INPUT MATERIAL:
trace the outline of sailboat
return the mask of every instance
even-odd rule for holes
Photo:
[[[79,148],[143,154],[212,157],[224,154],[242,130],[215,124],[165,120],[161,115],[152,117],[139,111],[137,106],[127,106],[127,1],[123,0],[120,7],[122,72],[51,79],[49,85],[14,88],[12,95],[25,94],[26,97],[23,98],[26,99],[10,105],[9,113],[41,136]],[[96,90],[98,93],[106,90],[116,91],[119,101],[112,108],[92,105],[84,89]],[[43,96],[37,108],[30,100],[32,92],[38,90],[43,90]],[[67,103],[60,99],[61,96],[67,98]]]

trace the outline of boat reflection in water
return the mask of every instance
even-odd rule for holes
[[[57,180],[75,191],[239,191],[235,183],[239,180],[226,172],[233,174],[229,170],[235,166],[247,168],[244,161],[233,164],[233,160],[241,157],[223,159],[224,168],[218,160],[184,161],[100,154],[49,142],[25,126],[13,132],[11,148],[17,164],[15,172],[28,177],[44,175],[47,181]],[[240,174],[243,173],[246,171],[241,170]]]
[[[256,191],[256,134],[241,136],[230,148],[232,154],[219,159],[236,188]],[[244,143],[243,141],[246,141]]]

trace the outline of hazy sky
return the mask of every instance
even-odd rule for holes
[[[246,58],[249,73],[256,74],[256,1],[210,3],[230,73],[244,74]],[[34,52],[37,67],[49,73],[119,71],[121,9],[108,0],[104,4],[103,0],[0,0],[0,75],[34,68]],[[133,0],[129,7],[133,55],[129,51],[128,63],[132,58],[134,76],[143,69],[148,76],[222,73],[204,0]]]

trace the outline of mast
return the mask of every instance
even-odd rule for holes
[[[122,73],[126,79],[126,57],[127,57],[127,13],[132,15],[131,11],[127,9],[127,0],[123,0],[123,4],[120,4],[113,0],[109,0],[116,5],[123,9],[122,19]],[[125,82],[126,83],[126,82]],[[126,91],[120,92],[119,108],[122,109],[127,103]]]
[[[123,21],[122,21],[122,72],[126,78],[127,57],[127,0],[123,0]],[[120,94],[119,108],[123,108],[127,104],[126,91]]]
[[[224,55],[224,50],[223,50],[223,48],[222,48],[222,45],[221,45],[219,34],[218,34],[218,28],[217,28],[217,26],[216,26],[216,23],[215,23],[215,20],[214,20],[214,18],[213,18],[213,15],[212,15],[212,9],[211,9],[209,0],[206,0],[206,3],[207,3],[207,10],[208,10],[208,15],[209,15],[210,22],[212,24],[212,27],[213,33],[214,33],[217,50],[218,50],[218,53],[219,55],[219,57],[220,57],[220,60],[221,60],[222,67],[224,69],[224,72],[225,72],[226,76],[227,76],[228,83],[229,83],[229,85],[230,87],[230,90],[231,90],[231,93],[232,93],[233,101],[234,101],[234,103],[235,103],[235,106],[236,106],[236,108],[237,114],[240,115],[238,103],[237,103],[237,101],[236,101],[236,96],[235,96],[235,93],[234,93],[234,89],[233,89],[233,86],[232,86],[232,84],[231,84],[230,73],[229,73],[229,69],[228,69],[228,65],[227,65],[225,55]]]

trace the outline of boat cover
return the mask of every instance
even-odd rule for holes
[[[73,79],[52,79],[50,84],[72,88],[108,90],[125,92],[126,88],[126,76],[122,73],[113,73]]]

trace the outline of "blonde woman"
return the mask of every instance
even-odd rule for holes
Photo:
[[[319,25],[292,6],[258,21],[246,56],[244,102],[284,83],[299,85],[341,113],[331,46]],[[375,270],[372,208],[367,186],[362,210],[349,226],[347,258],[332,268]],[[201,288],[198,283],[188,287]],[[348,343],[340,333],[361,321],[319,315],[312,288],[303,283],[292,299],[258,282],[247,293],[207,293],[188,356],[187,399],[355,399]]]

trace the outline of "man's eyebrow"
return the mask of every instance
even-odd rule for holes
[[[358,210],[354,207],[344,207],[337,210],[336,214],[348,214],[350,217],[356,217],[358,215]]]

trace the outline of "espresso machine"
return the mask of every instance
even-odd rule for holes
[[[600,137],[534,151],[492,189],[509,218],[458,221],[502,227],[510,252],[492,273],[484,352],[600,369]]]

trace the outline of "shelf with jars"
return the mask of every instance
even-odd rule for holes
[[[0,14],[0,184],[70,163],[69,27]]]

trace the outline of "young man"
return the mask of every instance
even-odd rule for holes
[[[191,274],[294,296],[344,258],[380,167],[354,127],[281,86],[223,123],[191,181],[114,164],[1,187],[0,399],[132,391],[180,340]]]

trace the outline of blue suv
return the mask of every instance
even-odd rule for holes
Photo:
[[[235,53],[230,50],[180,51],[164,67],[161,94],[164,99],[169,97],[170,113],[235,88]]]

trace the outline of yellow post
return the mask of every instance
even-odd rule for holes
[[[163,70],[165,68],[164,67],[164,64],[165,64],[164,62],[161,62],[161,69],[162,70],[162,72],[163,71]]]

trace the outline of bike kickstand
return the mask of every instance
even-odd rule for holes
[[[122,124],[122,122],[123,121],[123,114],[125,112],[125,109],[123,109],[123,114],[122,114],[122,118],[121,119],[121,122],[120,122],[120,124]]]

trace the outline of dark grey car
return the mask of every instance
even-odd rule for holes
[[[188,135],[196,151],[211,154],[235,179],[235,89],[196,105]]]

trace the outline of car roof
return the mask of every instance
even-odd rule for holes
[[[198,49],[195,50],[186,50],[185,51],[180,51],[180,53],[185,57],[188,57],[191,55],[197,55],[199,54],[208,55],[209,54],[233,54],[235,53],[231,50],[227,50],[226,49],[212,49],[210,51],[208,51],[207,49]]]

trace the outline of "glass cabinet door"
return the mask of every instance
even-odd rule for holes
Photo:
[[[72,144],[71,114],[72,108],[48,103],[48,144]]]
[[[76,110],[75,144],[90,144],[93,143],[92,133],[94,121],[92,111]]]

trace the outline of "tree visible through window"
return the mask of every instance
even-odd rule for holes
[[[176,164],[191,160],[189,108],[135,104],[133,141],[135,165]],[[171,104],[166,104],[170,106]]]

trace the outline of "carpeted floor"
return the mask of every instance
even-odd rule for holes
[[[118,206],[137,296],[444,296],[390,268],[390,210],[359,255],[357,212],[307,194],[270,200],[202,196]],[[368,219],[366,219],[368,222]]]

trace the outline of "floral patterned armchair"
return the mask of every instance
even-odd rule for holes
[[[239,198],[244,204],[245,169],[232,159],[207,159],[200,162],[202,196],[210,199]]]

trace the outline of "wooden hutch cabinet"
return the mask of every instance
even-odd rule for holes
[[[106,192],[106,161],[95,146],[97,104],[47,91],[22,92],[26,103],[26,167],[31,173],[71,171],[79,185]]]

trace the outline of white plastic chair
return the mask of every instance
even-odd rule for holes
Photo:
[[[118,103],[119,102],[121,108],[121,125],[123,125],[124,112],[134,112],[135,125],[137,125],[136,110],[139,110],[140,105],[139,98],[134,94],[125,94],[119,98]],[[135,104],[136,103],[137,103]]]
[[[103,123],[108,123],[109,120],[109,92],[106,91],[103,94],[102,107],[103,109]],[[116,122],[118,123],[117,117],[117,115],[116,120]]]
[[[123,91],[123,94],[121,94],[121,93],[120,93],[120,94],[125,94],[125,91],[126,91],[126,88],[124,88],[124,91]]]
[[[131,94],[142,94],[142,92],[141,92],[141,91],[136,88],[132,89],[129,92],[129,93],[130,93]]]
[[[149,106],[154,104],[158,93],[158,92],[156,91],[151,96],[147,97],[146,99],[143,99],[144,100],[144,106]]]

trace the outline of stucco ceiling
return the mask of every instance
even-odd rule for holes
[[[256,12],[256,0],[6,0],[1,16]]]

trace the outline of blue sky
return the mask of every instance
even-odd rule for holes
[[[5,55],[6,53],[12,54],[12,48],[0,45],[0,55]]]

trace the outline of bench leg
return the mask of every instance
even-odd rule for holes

OBJECTIVE: Write out once more the lines above beginning at the line with "trace the outline of stucco ceiling"; continue through the final line and stop there.

FULL OUTPUT:
trace the outline of stucco ceiling
return the mask of every instance
even-odd rule for holes
[[[256,12],[256,0],[6,0],[1,16]]]

trace the outline of blue sky
return the mask of every instance
even-odd rule for holes
[[[5,55],[6,53],[12,54],[12,48],[0,45],[0,55]]]

trace the outline of bench leg
return the mask of every instance
even-odd rule for holes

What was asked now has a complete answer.